#### [Quoted passage]
Dreeben said the Smith team was not endorsing a system in which presidents would be exposed to prosecution for mistakes or bad judgments.

 
Smith’s team is up

Michael Dreeben, a lawyer for the Smith team, said the court has never before recognized absolute immunity for a former president.

“Such presidential immunity,” he said, “has no foundation in the Constitution.”

Justice Clarence Thomas asked Dreeben if he was saying that there was no immunity even for official acts.

Dreeben said yes and also said impeachment and conviction before the Senate is not a prerequisite for a courtroom prosecution.

Dreeben says there are plenty of checks in the justice system to prevent against politically motivated prosecutions against former presidents.

“The existing is a carefully balanced framework. It protects the president and but not at the high constitutional cost of blanket criminal immunity,” he said.

 
Kagan: What if a president orders a coup?

Much of the hearing has centered around discussion over whether a wide array of hypothetical actions and actions Trump has been charged with would be classified as an official act.

For example, Justice Kagan brought up the hypothetical question, “How about if a president orders the military to stage a coup?”

Prosecutors have argued that the charges Trump faces, including participating in a scheme to enlist fake electors in battleground states won by President Joe Biden, are not part of the official duties of the president.

Sauer argued during the hearing that even participation in a fake elector scheme would be considered an official act.

He also argued that a former president “has to be impeached and convicted before he can be criminally prosecuted.”

Prosecutors have said conviction would not be a prerequisite for prosecution.

 
Jackson to Sauer: ‘If there’s no threat of criminal prosecution, what prevents the president from just doing whatever he wants?’

Jackson questions Sauer on why the president would not be required to follow the law when making official actions in office, noting that other people who have consequential jobs make decisions with the knowledge that if they break the law they will be held responsible for it.

“I don’t understand how the president stands in any different position with respect to the need to follow the law as he is doing his job than anyone else,” she said.

“If there’s no threat of criminal prosecution, what prevents the president from just doing whatever he wants?”

 
Gorsuch and Barrett question Trump’s lawyer

Justice Gorsuch poses a line of questions that appear friendly to the defense arguments, suggesting that if presidents fear they could be prosecuted after they leave office they could begin preemptively pardoning themselves.

“We’ve never answered whether a president can do that. And happily, it’s never been presented to us,” he said.

Justice Barrett took issue with a key argument of the Trump team -- that, under the Constitution, former presidents must be impeached and convicted before the Senate before they can be prosecuted in court.

#### [What you need to do]
1. In the immunity hearing coverage, translate this sentence into Spanish: "Prosecutors have said conviction would not be a prerequisite for prosecution."
2. According to the immunity hearing coverage, which justice asked Dreeben whether he was saying there was no immunity even for official acts?
3. Write out everything in the immunity hearing coverage from "Dreeben says there" down to "orders a coup?".

#### [Given data]
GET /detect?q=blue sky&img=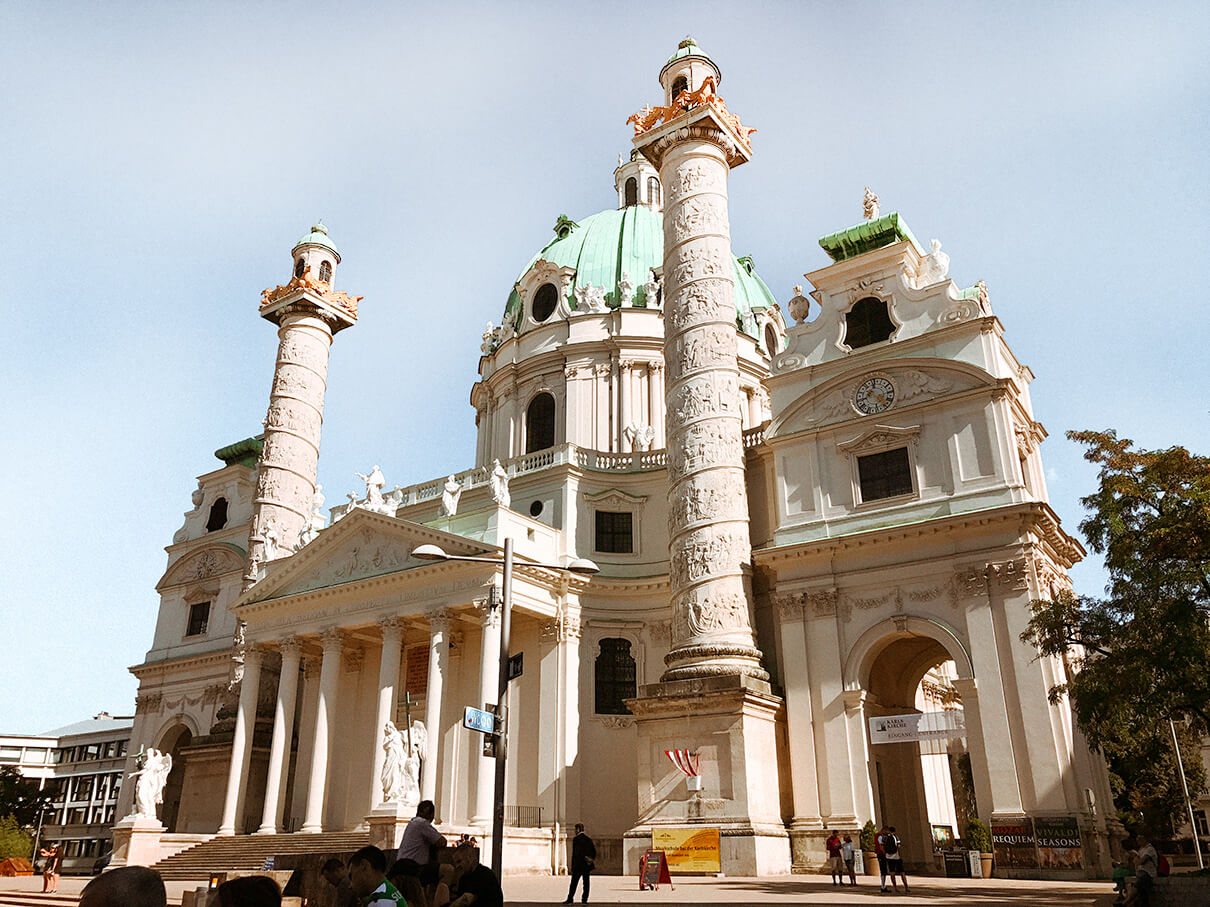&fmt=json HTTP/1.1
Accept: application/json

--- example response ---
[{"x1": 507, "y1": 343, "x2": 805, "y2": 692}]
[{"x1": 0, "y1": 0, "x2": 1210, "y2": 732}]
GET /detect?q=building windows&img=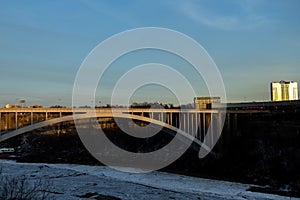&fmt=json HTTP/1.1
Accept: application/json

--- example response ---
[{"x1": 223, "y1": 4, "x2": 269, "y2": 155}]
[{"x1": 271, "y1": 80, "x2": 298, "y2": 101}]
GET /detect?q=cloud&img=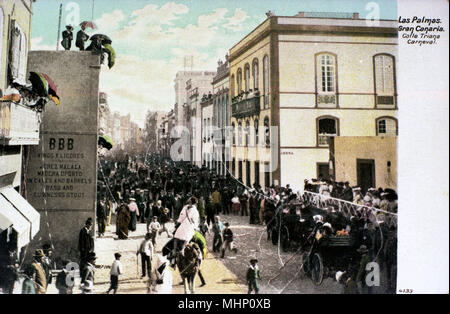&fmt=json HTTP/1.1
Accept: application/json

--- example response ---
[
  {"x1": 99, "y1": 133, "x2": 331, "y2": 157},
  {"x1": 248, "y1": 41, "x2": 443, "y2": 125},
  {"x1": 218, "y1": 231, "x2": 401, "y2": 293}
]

#### [Worked answers]
1. Los fiscales han dicho que una condena no sería un requisito previo para el enjuiciamiento.

2. Justice Clarence Thomas.

3.
Dreeben says there are plenty of checks in the justice system to prevent against politically motivated prosecutions against former presidents.

“The existing is a carefully balanced framework. It protects the president and but not at the high constitutional cost of blanket criminal immunity,” he said.

 
Kagan: What if a president orders a coup?